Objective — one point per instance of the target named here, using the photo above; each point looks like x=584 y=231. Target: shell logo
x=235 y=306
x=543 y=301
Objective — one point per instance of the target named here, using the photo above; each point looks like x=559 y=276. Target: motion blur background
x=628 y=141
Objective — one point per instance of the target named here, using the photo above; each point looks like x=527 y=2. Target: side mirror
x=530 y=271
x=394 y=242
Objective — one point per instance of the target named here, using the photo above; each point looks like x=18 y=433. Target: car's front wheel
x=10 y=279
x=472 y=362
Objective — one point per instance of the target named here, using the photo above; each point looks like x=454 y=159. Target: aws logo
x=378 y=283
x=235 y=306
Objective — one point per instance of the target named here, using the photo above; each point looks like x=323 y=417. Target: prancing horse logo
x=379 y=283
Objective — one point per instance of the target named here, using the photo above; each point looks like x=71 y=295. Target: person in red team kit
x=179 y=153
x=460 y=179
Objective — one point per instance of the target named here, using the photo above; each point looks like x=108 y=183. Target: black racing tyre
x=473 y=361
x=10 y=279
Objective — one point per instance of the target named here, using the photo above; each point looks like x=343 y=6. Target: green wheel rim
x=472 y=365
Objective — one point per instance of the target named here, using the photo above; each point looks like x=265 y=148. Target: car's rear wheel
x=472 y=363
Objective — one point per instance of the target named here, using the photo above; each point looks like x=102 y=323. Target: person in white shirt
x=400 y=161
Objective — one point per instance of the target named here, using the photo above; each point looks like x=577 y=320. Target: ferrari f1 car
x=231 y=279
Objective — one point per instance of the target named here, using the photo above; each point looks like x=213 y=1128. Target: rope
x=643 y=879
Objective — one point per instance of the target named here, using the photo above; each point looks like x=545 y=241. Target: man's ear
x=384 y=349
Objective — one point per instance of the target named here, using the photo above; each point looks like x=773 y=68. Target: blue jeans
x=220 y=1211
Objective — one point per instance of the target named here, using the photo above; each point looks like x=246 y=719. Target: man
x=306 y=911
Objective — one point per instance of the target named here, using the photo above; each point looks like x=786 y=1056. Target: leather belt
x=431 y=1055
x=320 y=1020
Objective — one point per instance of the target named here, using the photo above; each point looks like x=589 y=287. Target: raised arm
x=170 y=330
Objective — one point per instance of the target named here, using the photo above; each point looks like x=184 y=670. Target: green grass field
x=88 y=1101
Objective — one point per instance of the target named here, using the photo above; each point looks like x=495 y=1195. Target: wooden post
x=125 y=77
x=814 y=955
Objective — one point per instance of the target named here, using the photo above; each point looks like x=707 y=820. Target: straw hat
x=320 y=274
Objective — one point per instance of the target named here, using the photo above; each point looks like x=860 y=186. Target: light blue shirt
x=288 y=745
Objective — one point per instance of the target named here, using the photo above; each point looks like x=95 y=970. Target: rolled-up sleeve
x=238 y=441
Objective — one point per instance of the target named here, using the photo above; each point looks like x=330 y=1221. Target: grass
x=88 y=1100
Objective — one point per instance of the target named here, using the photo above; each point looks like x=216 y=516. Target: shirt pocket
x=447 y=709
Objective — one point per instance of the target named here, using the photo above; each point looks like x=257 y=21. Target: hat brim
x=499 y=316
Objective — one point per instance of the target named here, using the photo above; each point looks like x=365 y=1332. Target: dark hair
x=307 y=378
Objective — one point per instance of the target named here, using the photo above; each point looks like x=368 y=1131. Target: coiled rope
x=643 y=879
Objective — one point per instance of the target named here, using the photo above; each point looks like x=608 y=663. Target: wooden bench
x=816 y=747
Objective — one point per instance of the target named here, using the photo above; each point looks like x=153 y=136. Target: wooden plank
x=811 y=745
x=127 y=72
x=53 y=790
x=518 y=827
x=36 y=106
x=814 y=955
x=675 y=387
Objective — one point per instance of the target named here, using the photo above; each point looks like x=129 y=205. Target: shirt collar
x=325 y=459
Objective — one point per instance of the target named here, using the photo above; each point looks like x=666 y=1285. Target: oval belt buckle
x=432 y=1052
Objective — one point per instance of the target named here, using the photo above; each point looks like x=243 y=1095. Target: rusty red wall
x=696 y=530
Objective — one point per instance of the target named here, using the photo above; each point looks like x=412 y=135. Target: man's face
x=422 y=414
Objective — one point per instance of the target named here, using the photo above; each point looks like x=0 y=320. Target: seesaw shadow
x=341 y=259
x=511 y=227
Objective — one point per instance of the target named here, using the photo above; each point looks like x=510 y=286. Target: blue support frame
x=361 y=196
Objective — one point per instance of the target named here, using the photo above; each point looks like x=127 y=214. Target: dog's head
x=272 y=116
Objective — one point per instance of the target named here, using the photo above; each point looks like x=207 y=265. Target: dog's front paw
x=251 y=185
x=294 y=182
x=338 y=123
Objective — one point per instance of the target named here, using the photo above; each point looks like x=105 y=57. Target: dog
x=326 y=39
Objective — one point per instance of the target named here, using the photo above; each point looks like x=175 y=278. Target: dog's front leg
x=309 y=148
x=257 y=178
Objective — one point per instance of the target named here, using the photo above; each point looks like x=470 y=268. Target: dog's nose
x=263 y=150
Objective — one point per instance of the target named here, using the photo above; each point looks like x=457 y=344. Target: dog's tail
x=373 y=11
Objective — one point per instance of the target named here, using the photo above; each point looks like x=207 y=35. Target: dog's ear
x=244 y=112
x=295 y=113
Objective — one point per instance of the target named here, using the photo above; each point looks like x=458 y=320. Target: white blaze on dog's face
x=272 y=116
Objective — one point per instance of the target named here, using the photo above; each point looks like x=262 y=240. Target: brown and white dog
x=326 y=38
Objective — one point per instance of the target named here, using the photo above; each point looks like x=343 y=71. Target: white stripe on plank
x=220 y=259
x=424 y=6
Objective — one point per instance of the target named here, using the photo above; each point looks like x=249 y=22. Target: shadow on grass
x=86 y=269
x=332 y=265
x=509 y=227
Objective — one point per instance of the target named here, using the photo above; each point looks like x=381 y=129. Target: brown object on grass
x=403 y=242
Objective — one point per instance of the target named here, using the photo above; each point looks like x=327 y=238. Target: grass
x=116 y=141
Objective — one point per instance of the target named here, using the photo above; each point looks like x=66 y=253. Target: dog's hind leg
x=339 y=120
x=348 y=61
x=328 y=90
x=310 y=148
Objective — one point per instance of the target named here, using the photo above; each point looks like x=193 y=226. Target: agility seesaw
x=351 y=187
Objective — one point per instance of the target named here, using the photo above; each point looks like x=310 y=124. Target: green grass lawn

+ + + +

• **TO DO**: Write out every entry again, keeping each line exactly the same.

• **OUTPUT OF THE TASK**:
Objective — one point per instance of the target named here, using the photo above; each point looks like x=584 y=231. Target: shell logo
x=235 y=306
x=543 y=301
Objective — one point per instance of the target named here, using the photo above; each point looks like x=559 y=276. Target: motion blur background
x=628 y=141
Objective — one point per instance of the target named here, using the photo above; each point looks like x=527 y=2. Target: side mirror
x=530 y=271
x=394 y=242
Objective — one point per instance of the target named here, using the photo above; each point looks like x=18 y=433. Target: car's front wheel
x=10 y=279
x=472 y=362
Objective — one point per instance of the target named here, using the photo above; each point looks like x=454 y=159. Target: aws logo
x=378 y=283
x=235 y=306
Objective — one point per instance of the target named here, using the photo above; each point looks like x=323 y=417. Target: prancing horse logo
x=379 y=283
Objective — one point per instance of the target named here, using the photo above; each point looks like x=71 y=295. Target: person in red team kit
x=179 y=153
x=460 y=179
Objective — one point per instance of the target named here, using the photo above; each point looks like x=108 y=183. Target: black racing tyre
x=473 y=361
x=10 y=279
Objective — one point per instance of the target named here, using the photo above; each point looks like x=343 y=6. Target: green wheel rim
x=472 y=365
Objective — one point per instance of the target named here, using the photo above; each point looks like x=265 y=148. Target: car's rear wheel
x=472 y=363
Objective — one point per instance of the target named here, using the photo above; each point looks like x=102 y=323. Target: person in white shirt
x=400 y=161
Objective — one point per instance of the target named here, using the photo above; each point looks like x=577 y=320. Target: ferrari f1 car
x=231 y=279
Objective — one point per instance of the target named here, using the photo above; each point looks like x=213 y=1128. Target: rope
x=643 y=879
Objective — one point per instance of the target named here, using the photo above; each point looks like x=545 y=241. Target: man's ear
x=384 y=349
Objective — one point per instance of the target named here, using the photo above; each point looks like x=773 y=68. Target: blue jeans
x=220 y=1211
Objective — one point per instance of the target named here, using the photo above; each point looks like x=246 y=719. Target: man
x=306 y=911
Objective — one point per instance of the target named here, using the photo above; each point looks like x=786 y=1056. Target: leather belt
x=431 y=1055
x=320 y=1020
Objective — one point per instance of the target named here, using the photo above; each point looks like x=589 y=287. Target: raised arm
x=170 y=330
Objective — one point per instance of the target named here, using the photo above; each point looks like x=184 y=670. Target: green grass field
x=88 y=1101
Objective — one point per instance of the target named here, using the photo above; each point looks like x=495 y=1195. Target: wooden post
x=125 y=77
x=814 y=955
Objective — one point per instance of the target named here, using the photo above; each point looks like x=707 y=820. Target: straw hat
x=320 y=274
Objective — one point per instance of the target named here, using the photo above; each point looks like x=860 y=186. Target: light blue shirt
x=288 y=745
Objective — one point per instance of the target named here, using the photo above; each point looks like x=95 y=970. Target: rolled-up sleeve
x=238 y=441
Objective — one point per instance of the target named here, using the photo above; each point looks like x=330 y=1221. Target: grass
x=88 y=1100
Objective — one point per instance of the target named here, using the photo above; each point looks like x=216 y=516. Target: shirt pocket
x=447 y=709
Objective — one point per instance of the target named here, using the photo above; each point looks like x=257 y=21. Target: hat brim
x=499 y=316
Objective — one point per instance of the target named here, using the photo above; each point looks like x=365 y=1332. Target: dark hair
x=307 y=378
Objective — one point per instance of the target named here, using the photo above; each point looks like x=368 y=1131. Target: coiled rope
x=643 y=879
Objective — one point per instance of the target named here, using the photo above; each point looks like x=608 y=663. Target: wooden bench
x=816 y=747
Objective — one point per instance of the target named here, using the photo above; each point looks like x=153 y=136. Target: wooden plank
x=811 y=745
x=127 y=72
x=53 y=790
x=518 y=827
x=36 y=106
x=814 y=955
x=675 y=387
Objective — one point per instance of the target named here, using the photo above; each point looks like x=129 y=205. Target: shirt collar
x=325 y=459
Objective — one point per instance of the target named here, using the photo above; each point looks like x=666 y=1285. Target: oval belt buckle
x=432 y=1052
Objective — one point per instance of the target named here, using the photo above; each point looks like x=243 y=1095. Target: rusty red wall
x=696 y=530
Objective — one point per instance of the target named here, using the photo above; each point looks like x=412 y=135. Target: man's face
x=422 y=414
Objective — one point per instance of the target named here, using the photo above; each point looks like x=0 y=320. Target: seesaw shadow
x=341 y=259
x=511 y=227
Objective — one point per instance of the target named here, using the photo above; each point looks like x=510 y=286. Target: blue support frame
x=361 y=196
Objective — one point per instance of the target named here, using the photo above; each point looks like x=127 y=214. Target: dog's head
x=272 y=116
Objective — one point per instance of the target named here, using the photo above; each point looks like x=207 y=265. Target: dog's front paw
x=251 y=185
x=294 y=182
x=338 y=123
Objective — one point per instance of the target named here, using the photo above; each point looks like x=105 y=57. Target: dog
x=326 y=39
Objective — one point per instance of the target named here, using the photo above; each point looks like x=175 y=278. Target: dog's front leg
x=309 y=148
x=257 y=178
Objective — one point per instance of the target named here, using the photo above; each point looks like x=470 y=268. Target: dog's nose
x=263 y=150
Objective — one point per instance of the target named here, using the photo above; each point looks like x=457 y=344. Target: dog's tail
x=373 y=11
Objective — one point per instance of the target named here, using the photo above; each point looks like x=207 y=35. Target: dog's ear
x=244 y=112
x=295 y=113
Objective — one point per instance of the target named here, using the photo above; each point looks like x=458 y=320. Target: white blaze on dog's face
x=272 y=116
Objective — one point per instance of the target named here, using the photo above; each point looks like x=262 y=240. Target: brown and white dog
x=326 y=38
Objective — one point per instance of the target named here, using the photo above; each point looks like x=343 y=71. Target: white stripe on plank
x=220 y=259
x=424 y=6
Objective — one point per instance of the target named here, using the photo above; each point looks like x=249 y=22. Target: shadow on grass
x=86 y=269
x=332 y=265
x=509 y=227
Objective — one point per instance of the target named here, using the photo above; each point looks like x=381 y=129. Target: brown object on grass
x=403 y=242
Objective — one point per instance of the target named here, using the photo above; each point looks like x=327 y=238. Target: grass
x=116 y=141
Objective — one point per instance of the target named here, using the photo above; each point looks like x=66 y=253. Target: dog's hind leg
x=339 y=120
x=348 y=61
x=328 y=90
x=310 y=148
Objective — one point per instance of the target named here, using the photo above; each point looks like x=193 y=226. Target: agility seesaw
x=351 y=187
Objective — one point per instance of the target named here, using the photo above; each point looks like x=310 y=124. Target: green grass lawn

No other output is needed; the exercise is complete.